No marriage necessary. Just like sharing a bank account.

Originally posted by dadudemon
You can call those legal provisions something other than marriage as you obviously have a personal problem with it.

You don't understand the problem I have, though. That's the issue.

Originally posted by dadudemon
You can call it a relationship, others will call it a marriage. It really is the same thing...just one lacks the sentimental union ceremony (most of the time)

You assume the union ceremony is inherently sentimental.

I think weddings are preposterous. Stupid, archaic, self-indulgent nonsense that nobody in their right mind wants to attend anyway. Have a reception celebration if you want, but the idea of assuming people have nothing better to do with their day than to sit in a hall/church and watch two people get legally attached, is sickening to me.

-AC

Originally posted by Alpha Centauri
What? It's true. People choosing to believe something doesn't mean it's there.

If you choose to believe your children are miracles of nature, you're wrong. If you choose to believe that the legal act of marriage, in 2009, is sacred and full of sanctity, you're wrong.

This is a world of divorce and infidelity, and marriages that work are no more a testament to the legal ceremony than they are of that particular relationship working out.

If you don't work as a couple, marriage won't fix it. If you do, marriage won't matter.

-AC

just because you don't believe it's there doesn't mean it isn't.

the world is full of infidelity because people are stupid. not because marriage is somehow inherently flawed.

GIVEN PROBLEM 1: Pull out every line of the records below that contains the word "winter".

(Image annotation data)

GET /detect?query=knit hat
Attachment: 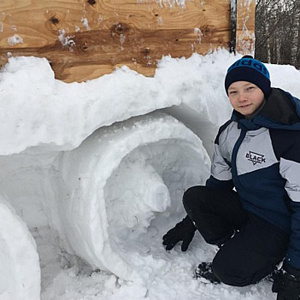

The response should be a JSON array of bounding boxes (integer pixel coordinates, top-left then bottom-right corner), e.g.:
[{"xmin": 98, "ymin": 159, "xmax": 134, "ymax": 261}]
[{"xmin": 225, "ymin": 55, "xmax": 271, "ymax": 97}]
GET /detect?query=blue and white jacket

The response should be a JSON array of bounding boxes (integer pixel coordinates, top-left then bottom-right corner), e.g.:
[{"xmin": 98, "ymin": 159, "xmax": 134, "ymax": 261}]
[{"xmin": 206, "ymin": 88, "xmax": 300, "ymax": 270}]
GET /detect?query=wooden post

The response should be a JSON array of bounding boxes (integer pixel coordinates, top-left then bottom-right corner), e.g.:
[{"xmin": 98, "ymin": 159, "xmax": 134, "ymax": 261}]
[
  {"xmin": 236, "ymin": 0, "xmax": 255, "ymax": 56},
  {"xmin": 0, "ymin": 0, "xmax": 255, "ymax": 82}
]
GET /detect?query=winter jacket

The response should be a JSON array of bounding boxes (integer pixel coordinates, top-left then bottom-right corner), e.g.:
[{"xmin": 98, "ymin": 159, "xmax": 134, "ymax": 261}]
[{"xmin": 206, "ymin": 88, "xmax": 300, "ymax": 270}]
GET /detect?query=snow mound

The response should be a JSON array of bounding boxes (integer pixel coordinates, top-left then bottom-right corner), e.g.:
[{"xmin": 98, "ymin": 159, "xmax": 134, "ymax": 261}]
[{"xmin": 47, "ymin": 113, "xmax": 210, "ymax": 279}]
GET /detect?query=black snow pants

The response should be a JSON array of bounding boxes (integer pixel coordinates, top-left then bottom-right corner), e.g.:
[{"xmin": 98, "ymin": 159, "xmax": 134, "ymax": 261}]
[{"xmin": 183, "ymin": 186, "xmax": 289, "ymax": 286}]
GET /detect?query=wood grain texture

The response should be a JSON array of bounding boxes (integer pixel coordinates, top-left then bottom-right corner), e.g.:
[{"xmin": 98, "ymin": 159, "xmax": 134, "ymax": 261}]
[
  {"xmin": 0, "ymin": 0, "xmax": 254, "ymax": 82},
  {"xmin": 236, "ymin": 0, "xmax": 255, "ymax": 55}
]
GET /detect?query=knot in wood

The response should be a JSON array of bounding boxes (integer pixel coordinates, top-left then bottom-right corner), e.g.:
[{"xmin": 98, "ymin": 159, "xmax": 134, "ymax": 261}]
[{"xmin": 111, "ymin": 23, "xmax": 130, "ymax": 35}]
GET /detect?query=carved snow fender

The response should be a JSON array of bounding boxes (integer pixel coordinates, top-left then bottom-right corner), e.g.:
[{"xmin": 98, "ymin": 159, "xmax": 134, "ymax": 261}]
[
  {"xmin": 56, "ymin": 113, "xmax": 210, "ymax": 279},
  {"xmin": 0, "ymin": 196, "xmax": 41, "ymax": 300}
]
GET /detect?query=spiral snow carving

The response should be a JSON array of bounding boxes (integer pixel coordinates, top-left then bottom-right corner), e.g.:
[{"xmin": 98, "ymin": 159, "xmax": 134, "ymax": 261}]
[
  {"xmin": 58, "ymin": 113, "xmax": 210, "ymax": 279},
  {"xmin": 0, "ymin": 196, "xmax": 41, "ymax": 300}
]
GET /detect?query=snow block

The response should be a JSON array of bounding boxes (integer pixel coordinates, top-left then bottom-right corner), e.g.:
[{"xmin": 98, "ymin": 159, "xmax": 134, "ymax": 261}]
[
  {"xmin": 0, "ymin": 196, "xmax": 41, "ymax": 300},
  {"xmin": 57, "ymin": 113, "xmax": 210, "ymax": 279}
]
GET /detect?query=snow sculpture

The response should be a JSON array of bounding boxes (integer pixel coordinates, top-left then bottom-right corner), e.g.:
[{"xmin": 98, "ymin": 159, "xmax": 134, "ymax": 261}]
[
  {"xmin": 0, "ymin": 196, "xmax": 41, "ymax": 300},
  {"xmin": 55, "ymin": 113, "xmax": 209, "ymax": 279}
]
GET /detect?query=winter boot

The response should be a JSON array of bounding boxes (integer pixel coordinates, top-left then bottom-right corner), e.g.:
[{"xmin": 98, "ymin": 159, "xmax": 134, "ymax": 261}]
[{"xmin": 194, "ymin": 262, "xmax": 221, "ymax": 284}]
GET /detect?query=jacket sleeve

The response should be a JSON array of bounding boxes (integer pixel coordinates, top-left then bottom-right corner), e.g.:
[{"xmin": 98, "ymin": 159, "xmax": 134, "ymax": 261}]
[
  {"xmin": 280, "ymin": 155, "xmax": 300, "ymax": 270},
  {"xmin": 206, "ymin": 143, "xmax": 233, "ymax": 190}
]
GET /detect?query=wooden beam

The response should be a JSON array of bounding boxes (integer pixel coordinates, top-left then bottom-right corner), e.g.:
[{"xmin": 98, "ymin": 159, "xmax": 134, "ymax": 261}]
[
  {"xmin": 0, "ymin": 0, "xmax": 254, "ymax": 82},
  {"xmin": 236, "ymin": 0, "xmax": 255, "ymax": 55}
]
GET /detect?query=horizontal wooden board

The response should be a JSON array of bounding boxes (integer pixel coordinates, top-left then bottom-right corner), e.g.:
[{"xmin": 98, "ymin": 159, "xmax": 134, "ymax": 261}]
[{"xmin": 0, "ymin": 0, "xmax": 254, "ymax": 82}]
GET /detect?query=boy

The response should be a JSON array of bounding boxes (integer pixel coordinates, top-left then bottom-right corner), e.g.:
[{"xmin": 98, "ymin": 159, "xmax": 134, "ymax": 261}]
[{"xmin": 163, "ymin": 56, "xmax": 300, "ymax": 300}]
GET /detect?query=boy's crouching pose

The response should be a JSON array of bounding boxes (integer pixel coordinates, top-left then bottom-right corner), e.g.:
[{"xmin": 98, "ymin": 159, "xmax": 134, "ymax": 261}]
[{"xmin": 163, "ymin": 56, "xmax": 300, "ymax": 300}]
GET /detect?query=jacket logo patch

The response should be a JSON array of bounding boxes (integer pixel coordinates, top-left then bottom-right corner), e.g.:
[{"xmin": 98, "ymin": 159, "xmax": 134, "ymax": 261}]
[{"xmin": 246, "ymin": 151, "xmax": 266, "ymax": 166}]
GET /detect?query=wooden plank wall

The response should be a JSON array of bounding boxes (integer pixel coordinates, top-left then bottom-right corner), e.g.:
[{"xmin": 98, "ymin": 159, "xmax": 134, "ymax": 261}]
[{"xmin": 0, "ymin": 0, "xmax": 255, "ymax": 82}]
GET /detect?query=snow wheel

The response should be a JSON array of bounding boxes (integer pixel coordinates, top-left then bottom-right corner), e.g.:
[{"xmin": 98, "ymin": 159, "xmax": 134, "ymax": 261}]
[{"xmin": 58, "ymin": 113, "xmax": 210, "ymax": 279}]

GIVEN PROBLEM 2: In the marriage debate, condense the paragraph that begins "I think weddings are preposterous" while keeping its main points.

TASK RESULT 1:
GET /detect?query=winter jacket
GET /detect?query=winter boot

TASK RESULT 2: Weddings are preposterous: stupid, archaic, self-indulgent nonsense nobody sane wants to attend. A reception is fine, but expecting people to spend their day in a hall or church watching two people get legally attached sickens me.